Records for the task:
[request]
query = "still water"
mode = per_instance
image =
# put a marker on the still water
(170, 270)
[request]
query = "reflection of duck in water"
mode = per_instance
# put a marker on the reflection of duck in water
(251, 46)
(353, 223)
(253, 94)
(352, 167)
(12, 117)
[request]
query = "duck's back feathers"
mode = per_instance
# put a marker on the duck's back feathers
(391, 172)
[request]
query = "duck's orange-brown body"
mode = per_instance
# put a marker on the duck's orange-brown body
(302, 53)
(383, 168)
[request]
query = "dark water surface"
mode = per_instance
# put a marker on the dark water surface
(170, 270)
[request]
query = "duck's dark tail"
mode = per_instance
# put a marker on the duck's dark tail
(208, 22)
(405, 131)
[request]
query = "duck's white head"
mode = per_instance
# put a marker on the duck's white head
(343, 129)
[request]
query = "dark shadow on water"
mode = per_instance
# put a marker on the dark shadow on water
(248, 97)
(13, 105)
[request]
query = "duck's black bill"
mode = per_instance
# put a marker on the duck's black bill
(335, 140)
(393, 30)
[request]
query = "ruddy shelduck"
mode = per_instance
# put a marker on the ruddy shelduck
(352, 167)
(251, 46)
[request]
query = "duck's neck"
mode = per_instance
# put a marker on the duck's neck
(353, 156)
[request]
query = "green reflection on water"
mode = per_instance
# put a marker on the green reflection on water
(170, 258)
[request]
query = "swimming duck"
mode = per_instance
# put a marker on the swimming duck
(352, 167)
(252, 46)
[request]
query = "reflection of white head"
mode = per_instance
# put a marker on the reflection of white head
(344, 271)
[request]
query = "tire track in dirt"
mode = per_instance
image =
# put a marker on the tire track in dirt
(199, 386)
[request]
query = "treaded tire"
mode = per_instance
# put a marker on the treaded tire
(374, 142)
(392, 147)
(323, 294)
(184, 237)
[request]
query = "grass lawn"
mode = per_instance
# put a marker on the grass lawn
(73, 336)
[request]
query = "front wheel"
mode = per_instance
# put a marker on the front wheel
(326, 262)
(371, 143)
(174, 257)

Task to complete: Reproduce the data. Keep it exact.

Expected output:
[request]
query = "still water"
mode = per_instance
image =
# put a marker on the still water
(170, 270)
[request]
query = "reflection of duck in water"
mode = per_instance
# put a marker on the reflection of duck in water
(251, 46)
(353, 223)
(253, 94)
(352, 167)
(12, 117)
[request]
query = "duck's back feathers"
mode = per_instance
# put a marker on the duck's back feathers
(391, 172)
[request]
query = "duck's orange-brown body"
mode = per_instance
# put a marker on the duck's orange-brown body
(302, 53)
(383, 168)
[request]
query = "dark water surface"
mode = per_instance
# put a marker on the dark water surface
(170, 270)
[request]
query = "duck's dark tail"
mode = per_instance
# put a marker on the duck's dark tail
(208, 22)
(405, 131)
[request]
query = "duck's white head"
mode = per_instance
# put a marker on the duck's white head
(343, 129)
[request]
query = "dark shadow on water"
mode = per_instance
# put a marker on the dark shadow on water
(248, 97)
(13, 105)
[request]
query = "duck's black bill"
mode = per_instance
# put a marker on the duck's black bill
(335, 140)
(393, 30)
[request]
query = "ruddy shelduck"
mode = per_instance
# put a marker on the ruddy shelduck
(352, 167)
(251, 46)
[request]
query = "duck's neck"
mode = per_instance
# put a marker on the duck's neck
(353, 156)
[request]
query = "green reflection on water"
mode = per_instance
# put a marker on the green reflection on water
(170, 258)
[request]
query = "swimming duck"
mode = per_instance
# put a marker on the swimming duck
(352, 167)
(252, 46)
[request]
query = "reflection of white head"
mode = per_instance
# put a marker on the reflection of white head
(344, 271)
[request]
query = "tire track in dirt"
mode = per_instance
image =
# put a marker on the tire track in dirt
(199, 386)
[request]
query = "treaded tire"
mode = per_instance
# put a marker on the treaded tire
(374, 142)
(392, 147)
(323, 294)
(184, 237)
[request]
query = "grass lawn"
mode = per_instance
# put a marker on the grass lawn
(73, 336)
[request]
query = "front wheel"
mode = per_instance
# put a marker on the front wheel
(326, 262)
(371, 143)
(174, 257)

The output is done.